*MATERIAL SHOWN:*

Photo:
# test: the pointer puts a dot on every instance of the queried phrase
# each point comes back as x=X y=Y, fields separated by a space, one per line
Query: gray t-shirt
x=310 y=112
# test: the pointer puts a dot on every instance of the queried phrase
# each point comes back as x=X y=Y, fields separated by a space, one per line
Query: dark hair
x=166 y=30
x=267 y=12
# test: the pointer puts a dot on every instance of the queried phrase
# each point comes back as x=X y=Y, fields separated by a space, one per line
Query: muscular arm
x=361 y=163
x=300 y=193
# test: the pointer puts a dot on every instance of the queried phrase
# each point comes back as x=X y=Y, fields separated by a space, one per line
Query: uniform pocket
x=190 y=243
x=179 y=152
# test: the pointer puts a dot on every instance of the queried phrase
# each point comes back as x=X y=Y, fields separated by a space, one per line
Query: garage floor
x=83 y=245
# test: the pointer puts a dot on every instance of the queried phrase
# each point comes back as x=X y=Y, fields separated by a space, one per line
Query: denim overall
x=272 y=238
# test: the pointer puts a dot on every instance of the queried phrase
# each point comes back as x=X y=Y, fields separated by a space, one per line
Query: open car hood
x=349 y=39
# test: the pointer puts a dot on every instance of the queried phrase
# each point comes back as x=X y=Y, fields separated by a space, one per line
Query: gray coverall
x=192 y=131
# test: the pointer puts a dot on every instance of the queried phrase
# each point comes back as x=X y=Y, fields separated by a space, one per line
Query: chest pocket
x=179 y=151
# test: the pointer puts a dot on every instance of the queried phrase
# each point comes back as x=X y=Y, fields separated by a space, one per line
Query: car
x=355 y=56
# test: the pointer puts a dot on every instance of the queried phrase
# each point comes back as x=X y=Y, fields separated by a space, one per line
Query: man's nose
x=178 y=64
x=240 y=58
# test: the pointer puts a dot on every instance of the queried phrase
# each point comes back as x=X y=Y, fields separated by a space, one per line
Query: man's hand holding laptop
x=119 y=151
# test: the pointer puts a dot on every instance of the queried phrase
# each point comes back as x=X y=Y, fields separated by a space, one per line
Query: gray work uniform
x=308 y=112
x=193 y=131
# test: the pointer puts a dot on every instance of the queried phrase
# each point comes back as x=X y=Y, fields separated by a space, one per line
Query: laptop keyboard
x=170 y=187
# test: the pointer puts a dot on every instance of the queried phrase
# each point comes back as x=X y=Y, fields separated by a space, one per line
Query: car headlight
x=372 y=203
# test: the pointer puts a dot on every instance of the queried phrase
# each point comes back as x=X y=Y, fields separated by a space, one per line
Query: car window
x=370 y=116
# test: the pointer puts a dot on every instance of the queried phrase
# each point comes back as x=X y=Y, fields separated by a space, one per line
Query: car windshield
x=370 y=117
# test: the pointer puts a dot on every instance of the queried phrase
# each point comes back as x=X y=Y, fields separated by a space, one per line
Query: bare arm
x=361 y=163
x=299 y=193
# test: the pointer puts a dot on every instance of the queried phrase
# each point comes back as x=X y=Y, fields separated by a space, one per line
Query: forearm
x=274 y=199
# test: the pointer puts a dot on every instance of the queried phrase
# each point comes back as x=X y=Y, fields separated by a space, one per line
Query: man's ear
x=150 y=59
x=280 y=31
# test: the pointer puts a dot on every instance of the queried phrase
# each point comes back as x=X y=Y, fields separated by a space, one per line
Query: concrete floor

*WHAT THE TASK REQUIRES:*
Go back to the listing above and please repeat it exactly.

*SOLUTION BELOW:*
Photo:
# test: the pointer puts a dot on every instance of the queried phrase
# each point comes back as x=X y=Y, fields separated by a space, one per line
Query: gray t-shirt
x=310 y=112
# test: the pointer puts a dot on every instance of the queried phrase
# each point comes back as x=X y=Y, fields separated by a space, one per line
Query: dark hair
x=166 y=30
x=267 y=12
# test: the pointer puts a dot on every instance of the queried phrase
# each point comes back as x=X y=Y, fields separated by a space, one per line
Query: muscular arm
x=361 y=163
x=300 y=193
# test: the pointer puts a dot on every instance of the queried phrase
# each point comes back as x=X y=Y, fields separated by a space, one per line
Query: uniform pocket
x=190 y=243
x=179 y=152
# test: the pointer puts a dot on every instance of the queried phrase
# each point comes back as x=X y=Y, fields separated by a space, one per line
Query: garage floor
x=83 y=245
# test: the pointer puts a dot on every instance of the queried phrase
# each point comes back as x=X y=Y, fields separated by a space, one per line
Query: denim overall
x=272 y=238
# test: the pointer puts a dot on every instance of the queried phrase
# each point comes back as x=X y=Y, fields separated by a space, one per line
Query: open car hood
x=349 y=39
# test: the pointer puts a dot on every instance of the queried phrase
# each point comes back as x=X y=Y, fields separated by a space, one per line
Query: gray coverall
x=192 y=131
# test: the pointer puts a dot on every instance of the queried phrase
# each point comes back as x=X y=Y, fields separated by a space, one per line
Query: chest pocket
x=179 y=151
# test: the pointer puts a dot on every instance of the queried phrase
# each point comes back as x=X y=Y, fields separated by a space, one per line
Query: car
x=355 y=56
# test: the pointer puts a dot on every instance of the queried phrase
# each point comes back as x=X y=Y, fields separated by a space, one per line
Query: man's nose
x=178 y=64
x=240 y=58
# test: the pointer puts a dot on every instance of the queried phrase
# each point comes back as x=X y=Y, fields separated by a space, one per line
Query: man's hand holding laptop
x=119 y=151
# test: the pointer puts a dot on every instance of the queried phrase
# each point comes back as x=X y=Y, fields separated by a space, one per line
Query: gray work uniform
x=308 y=112
x=193 y=131
# test: the pointer puts a dot on every instance of the queried phrase
# each point comes back as x=X y=Y, fields separated by a space, one per line
Query: laptop keyboard
x=170 y=187
# test: the pointer puts a dot on every instance of the queried phrase
# each point comes back as x=X y=Y, fields separated by a space, one per line
Query: car headlight
x=372 y=203
# test: the pointer puts a dot on every instance of the queried phrase
# each point comes back as x=X y=Y, fields separated by a space, one per line
Query: car window
x=370 y=116
# test: the pointer puts a dot on every instance of the queried phrase
# each point comes back as x=X y=Y, fields separated by a space, one per line
Query: car windshield
x=370 y=117
# test: the pointer puts a dot on every instance of the queried phrase
# each point comes back as x=X y=Y, fields separated by a space, one per line
Query: bare arm
x=361 y=163
x=299 y=193
# test: the pointer puts a dot on every instance of the queried phrase
# each point comes back as x=X y=Y, fields separated by a space, one per line
Query: forearm
x=274 y=199
# test: the pointer puts a dot on every instance of the queried phrase
# each point comes back as x=X y=Y, fields separated by a space, one per line
Query: man's ear
x=150 y=59
x=280 y=31
# test: the pointer puts a dot on every instance of the queried phrase
# each point comes back as x=X y=Y, fields separated by a space, one per line
Query: concrete floor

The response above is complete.